+++ PROVIDED DATA

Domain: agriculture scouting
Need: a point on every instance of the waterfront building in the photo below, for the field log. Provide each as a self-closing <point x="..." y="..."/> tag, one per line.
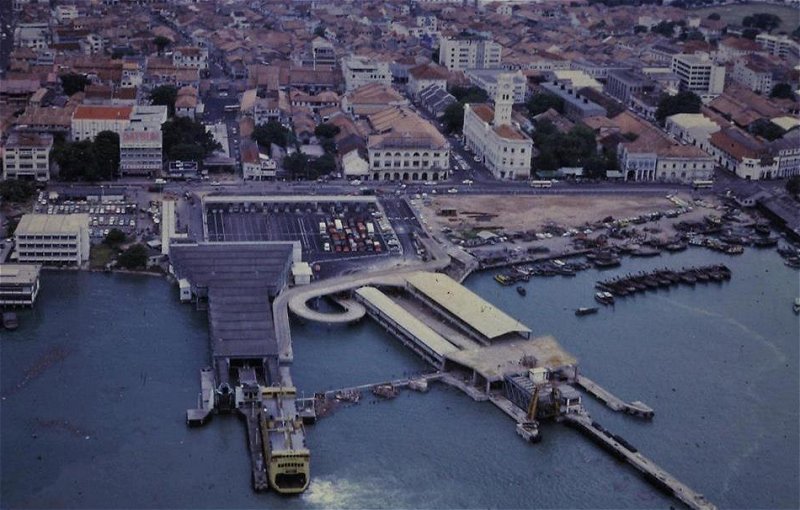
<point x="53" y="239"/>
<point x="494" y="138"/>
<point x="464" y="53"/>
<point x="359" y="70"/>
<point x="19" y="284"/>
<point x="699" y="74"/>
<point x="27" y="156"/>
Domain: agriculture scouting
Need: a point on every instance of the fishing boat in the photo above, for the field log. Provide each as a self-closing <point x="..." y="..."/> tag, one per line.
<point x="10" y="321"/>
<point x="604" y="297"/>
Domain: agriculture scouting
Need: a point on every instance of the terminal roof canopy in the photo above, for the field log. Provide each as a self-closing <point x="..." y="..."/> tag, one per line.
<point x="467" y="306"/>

++++++

• **EXERCISE GOAL**
Your answer must be the line that contains "Need: a point on every instance of the fishing" and every line after it to the end of the records, reproduced exactly.

• **ANSWER SPACE**
Need: a point on every instance of the fishing boat in the photo above, for the field log. Provide each as a self-closing <point x="..." y="..."/> tag, one per line.
<point x="10" y="321"/>
<point x="604" y="297"/>
Domain: agriculture scouting
Need: a point on every instance of the terminal roof canopy in the photo above, for the field log. Provide each as a self-closing <point x="..." y="..."/> tag, one per line.
<point x="467" y="306"/>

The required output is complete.